**TASK STATEMENT:** Look through the records and copy each line with the string "below" in it.

*** Opening RECORDS ***

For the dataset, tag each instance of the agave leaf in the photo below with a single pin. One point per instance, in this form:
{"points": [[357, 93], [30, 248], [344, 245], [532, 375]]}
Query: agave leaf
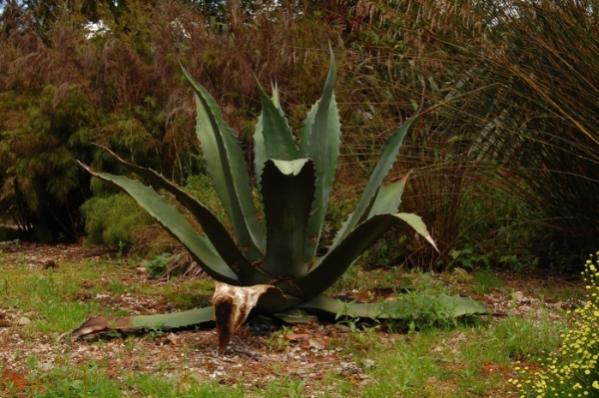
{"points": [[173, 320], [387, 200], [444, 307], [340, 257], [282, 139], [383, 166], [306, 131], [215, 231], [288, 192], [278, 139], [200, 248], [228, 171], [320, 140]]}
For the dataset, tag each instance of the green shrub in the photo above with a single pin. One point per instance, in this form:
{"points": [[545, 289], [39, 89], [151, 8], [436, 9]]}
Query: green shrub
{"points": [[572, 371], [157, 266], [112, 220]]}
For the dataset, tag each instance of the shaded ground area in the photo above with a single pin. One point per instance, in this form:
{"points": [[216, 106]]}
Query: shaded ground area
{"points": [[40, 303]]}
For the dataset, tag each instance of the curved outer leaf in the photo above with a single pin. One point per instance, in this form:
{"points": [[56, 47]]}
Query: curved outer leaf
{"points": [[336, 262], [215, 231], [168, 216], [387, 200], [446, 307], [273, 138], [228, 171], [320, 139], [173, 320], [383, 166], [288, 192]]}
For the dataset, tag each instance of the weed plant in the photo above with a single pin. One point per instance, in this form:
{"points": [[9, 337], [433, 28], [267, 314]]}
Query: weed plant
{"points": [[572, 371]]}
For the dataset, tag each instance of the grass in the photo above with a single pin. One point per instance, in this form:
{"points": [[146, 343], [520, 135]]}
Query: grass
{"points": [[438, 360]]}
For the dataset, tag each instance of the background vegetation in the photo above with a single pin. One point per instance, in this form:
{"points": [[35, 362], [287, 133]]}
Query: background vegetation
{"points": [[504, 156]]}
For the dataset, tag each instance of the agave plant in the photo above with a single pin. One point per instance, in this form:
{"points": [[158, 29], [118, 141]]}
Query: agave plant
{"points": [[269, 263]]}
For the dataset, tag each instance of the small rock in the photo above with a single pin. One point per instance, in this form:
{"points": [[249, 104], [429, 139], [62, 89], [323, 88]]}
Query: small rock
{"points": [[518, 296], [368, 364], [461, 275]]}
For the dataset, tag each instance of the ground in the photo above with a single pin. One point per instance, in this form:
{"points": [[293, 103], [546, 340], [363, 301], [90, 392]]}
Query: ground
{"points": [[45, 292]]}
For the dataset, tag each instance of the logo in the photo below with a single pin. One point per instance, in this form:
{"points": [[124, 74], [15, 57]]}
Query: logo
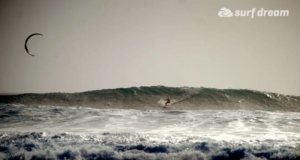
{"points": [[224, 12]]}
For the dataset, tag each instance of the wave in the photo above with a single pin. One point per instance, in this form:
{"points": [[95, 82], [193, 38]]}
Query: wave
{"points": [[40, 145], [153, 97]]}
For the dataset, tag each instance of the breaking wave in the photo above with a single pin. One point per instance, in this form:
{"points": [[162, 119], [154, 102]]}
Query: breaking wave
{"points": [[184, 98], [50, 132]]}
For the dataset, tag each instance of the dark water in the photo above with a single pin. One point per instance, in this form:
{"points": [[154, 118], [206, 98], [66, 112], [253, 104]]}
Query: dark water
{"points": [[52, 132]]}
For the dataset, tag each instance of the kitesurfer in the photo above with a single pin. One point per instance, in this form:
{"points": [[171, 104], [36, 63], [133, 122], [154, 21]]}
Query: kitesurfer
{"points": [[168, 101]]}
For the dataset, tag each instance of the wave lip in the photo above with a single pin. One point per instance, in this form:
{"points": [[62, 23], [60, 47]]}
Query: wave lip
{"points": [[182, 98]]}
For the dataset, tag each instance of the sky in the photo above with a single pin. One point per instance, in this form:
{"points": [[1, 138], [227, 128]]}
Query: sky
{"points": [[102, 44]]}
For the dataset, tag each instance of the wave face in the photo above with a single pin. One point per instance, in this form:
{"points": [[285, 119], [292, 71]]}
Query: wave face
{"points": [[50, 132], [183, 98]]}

*** Closing RECORDS ***

**ANSWER BOX:**
For the dataset, tag each instance of the agave leaf in the photo below with a single pin. One point per instance, in this form:
For the dataset, tag each instance of the logo in the photo below with a single pin. One point per instance, in this form:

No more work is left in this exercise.